## BLOCCO DI TESTO
#####
Mi soffermo sull'importanza dell'osservazione. Quei piccoli gesti che sono in grado di dirci così tante cose di una persona e portarci dove la parola non arriverebbe, lì ad aspettarci. Il modo con cui riusciamo a conoscere noi stessi passa attraverso le tracce di noi che lasciamo indietro e che qualcuno, ancor prima di noi, riesce a vedere. Vedere attivamente, sentire, percepire, ascoltare. Quanti elementi, quanti dettagli avremmo sotto il nostro naso, se solo fossimo in grado di vederli. Carlo mi insegna che la differenza la fanno proprio i dettagli: quel sospiro profondo, quello sguardo vago, quelle rughe sotto gli occhi figlie di un riso sincero. Quanto amo i dettagli. 

Come ha accolto la notizia della tragica scomparsa di Robin Williams?
#####
## RIGHE FORNITE
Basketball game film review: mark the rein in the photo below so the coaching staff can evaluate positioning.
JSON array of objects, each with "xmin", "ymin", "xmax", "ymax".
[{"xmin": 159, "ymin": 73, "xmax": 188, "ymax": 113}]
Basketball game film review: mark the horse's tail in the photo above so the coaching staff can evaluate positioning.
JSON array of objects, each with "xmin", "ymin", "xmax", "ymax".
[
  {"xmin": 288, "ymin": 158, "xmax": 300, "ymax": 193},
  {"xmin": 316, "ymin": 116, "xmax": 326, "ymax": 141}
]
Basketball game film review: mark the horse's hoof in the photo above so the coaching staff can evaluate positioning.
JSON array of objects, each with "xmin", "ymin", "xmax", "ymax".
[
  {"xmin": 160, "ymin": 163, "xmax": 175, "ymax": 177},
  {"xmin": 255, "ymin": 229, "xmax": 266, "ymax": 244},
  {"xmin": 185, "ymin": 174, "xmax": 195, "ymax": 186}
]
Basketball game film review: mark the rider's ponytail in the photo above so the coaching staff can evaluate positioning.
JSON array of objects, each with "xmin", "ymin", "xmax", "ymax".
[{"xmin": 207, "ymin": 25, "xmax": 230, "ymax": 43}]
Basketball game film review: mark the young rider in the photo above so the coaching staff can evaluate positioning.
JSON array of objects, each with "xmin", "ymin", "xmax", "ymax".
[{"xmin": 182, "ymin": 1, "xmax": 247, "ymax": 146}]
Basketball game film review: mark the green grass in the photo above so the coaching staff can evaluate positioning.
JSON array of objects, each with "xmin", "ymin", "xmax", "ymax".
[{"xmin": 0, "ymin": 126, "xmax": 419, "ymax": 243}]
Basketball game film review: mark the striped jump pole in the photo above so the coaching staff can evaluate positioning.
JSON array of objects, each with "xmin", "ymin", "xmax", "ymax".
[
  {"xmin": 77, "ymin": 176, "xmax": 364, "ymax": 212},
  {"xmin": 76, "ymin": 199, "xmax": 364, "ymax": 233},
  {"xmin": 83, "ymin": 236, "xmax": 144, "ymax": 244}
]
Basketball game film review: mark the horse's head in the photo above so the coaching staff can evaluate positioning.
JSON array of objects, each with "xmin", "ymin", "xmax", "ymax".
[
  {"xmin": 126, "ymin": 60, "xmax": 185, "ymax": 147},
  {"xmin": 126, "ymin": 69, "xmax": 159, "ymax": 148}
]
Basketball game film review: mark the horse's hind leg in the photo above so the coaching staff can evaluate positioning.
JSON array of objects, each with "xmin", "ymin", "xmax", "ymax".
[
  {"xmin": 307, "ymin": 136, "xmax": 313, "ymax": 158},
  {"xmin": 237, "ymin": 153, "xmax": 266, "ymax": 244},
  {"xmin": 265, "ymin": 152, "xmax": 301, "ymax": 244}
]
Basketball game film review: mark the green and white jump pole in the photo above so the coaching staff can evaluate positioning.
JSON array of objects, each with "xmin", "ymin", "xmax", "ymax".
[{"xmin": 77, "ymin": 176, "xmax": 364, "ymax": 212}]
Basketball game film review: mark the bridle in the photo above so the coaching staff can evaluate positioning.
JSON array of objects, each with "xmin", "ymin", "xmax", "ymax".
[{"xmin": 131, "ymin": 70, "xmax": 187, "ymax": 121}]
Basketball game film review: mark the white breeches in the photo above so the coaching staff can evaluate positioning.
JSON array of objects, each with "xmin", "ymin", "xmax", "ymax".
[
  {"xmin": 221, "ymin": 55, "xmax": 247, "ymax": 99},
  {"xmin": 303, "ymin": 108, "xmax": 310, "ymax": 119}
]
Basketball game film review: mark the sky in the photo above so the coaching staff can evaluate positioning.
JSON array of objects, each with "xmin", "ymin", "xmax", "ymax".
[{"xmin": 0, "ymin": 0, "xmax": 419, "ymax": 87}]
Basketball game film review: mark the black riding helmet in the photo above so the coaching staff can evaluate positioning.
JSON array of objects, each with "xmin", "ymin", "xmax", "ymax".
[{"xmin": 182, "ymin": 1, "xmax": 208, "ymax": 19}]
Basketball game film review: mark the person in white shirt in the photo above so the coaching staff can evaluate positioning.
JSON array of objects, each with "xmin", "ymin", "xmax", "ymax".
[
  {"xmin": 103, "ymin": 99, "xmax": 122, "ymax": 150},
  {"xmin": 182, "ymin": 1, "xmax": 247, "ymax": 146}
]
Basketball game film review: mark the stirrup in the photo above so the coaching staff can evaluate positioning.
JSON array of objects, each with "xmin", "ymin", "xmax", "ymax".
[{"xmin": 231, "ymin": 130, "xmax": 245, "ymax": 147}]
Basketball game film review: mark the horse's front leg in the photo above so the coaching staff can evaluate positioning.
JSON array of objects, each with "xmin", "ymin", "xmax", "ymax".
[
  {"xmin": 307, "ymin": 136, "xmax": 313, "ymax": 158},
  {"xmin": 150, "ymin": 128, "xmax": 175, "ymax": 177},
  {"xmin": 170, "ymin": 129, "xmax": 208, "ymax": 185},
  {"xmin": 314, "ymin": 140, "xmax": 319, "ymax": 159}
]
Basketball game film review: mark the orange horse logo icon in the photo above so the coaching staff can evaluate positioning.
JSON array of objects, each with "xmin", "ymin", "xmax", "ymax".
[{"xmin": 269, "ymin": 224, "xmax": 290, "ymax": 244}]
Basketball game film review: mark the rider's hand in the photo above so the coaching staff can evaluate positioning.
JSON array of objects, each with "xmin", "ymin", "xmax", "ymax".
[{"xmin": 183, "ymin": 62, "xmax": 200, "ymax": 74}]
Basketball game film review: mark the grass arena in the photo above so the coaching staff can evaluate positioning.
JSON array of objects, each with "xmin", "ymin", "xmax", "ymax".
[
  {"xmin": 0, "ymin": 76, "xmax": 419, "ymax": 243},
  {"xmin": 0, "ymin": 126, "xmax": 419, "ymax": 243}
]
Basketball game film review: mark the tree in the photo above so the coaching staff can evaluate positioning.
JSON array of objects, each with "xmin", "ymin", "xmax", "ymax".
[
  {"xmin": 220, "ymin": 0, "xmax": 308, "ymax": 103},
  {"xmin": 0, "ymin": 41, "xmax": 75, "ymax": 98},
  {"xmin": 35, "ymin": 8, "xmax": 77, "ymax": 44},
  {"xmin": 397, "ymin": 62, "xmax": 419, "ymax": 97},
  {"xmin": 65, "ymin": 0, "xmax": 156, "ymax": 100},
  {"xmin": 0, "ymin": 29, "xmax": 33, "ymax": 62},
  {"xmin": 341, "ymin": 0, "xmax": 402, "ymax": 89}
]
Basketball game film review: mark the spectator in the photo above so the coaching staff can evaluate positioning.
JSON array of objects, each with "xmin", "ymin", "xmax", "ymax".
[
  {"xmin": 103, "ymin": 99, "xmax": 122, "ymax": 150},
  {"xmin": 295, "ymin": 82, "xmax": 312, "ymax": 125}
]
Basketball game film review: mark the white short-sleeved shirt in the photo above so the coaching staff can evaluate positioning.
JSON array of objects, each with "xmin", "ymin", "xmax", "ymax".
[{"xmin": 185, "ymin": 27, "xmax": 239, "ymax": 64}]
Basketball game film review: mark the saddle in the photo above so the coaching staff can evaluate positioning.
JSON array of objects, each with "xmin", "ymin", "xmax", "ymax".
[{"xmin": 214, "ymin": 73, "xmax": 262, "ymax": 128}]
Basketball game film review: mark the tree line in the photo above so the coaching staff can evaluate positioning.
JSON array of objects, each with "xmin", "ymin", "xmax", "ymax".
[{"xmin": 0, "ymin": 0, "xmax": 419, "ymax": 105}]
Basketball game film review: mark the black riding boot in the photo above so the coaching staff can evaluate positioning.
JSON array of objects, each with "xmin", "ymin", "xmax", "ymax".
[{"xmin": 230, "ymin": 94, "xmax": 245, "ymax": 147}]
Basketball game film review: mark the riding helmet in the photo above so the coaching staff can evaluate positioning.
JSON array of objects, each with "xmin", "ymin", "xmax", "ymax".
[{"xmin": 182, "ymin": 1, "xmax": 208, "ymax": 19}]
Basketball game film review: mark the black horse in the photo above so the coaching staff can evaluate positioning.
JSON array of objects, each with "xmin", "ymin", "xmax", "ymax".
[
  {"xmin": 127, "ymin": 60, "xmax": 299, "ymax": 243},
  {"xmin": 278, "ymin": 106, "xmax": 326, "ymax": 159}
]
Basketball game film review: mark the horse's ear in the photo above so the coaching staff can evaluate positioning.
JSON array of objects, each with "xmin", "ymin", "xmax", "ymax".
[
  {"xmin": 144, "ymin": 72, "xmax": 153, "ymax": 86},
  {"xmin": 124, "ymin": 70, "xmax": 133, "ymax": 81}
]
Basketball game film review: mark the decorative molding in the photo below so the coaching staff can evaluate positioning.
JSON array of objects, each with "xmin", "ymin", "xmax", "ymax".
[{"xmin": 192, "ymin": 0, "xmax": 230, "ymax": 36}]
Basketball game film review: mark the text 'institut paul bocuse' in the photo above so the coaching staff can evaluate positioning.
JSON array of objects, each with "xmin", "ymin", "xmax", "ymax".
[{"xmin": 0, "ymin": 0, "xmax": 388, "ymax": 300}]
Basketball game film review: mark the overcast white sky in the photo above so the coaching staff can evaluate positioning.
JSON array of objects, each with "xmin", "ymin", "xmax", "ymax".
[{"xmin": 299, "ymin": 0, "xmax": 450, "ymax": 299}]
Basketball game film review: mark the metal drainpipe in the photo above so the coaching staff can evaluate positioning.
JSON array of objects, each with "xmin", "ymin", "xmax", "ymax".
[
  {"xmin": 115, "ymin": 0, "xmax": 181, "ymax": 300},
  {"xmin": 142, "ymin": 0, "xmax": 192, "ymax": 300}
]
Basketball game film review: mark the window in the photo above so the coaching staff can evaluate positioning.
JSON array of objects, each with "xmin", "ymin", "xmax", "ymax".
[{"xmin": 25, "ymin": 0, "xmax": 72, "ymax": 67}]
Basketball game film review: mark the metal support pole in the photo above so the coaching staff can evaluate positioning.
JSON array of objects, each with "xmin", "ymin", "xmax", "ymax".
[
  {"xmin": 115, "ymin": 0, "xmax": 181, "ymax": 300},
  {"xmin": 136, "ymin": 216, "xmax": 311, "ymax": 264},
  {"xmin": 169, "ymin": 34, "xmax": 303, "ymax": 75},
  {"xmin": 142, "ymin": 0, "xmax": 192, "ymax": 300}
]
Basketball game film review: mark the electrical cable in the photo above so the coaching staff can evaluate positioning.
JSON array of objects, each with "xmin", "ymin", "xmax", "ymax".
#####
## OBIETTIVO 1
Individua tutte le righe in cui compare la parola "white" e riportale una per una.
## OBIETTIVO 2
Prosegui il testo sull'importanza dell'osservazione, partendo subito dopo la sua ultima frase.

## RISULTATO ESERCIZIO 1
Basketball game film review: mark the green and white jump pole in the photo above so the coaching staff can evaluate positioning.
Basketball game film review: mark the white breeches in the photo above so the coaching staff can evaluate positioning.
Basketball game film review: mark the person in white shirt in the photo above so the coaching staff can evaluate positioning.
Basketball game film review: mark the white short-sleeved shirt in the photo above so the coaching staff can evaluate positioning.
Basketball game film review: mark the overcast white sky in the photo above so the coaching staff can evaluate positioning.

## RISULTATO ESERCIZIO 2
Ho sentito di aver perso qualcosa di me. Mi ricordo che quel giorno, (l'11 agosto 2014, ndr) ero con la mia famiglia in gita in montagna. Mi telefonarono più di duemila persone, il mio cellulare suonava all'infinito. Ricevetti una pioggia di condoglianze, come se fossimo legati da un qualcosa di profondo io e Robin Williams. Era molto amato dalla gente, dalle persone comuni, non da Hollywood. Vinse solo un Oscar, come attore non protagonista, in "Will Hunting - Genio Ribelle".

Il film in cui ha preferito doppiarlo?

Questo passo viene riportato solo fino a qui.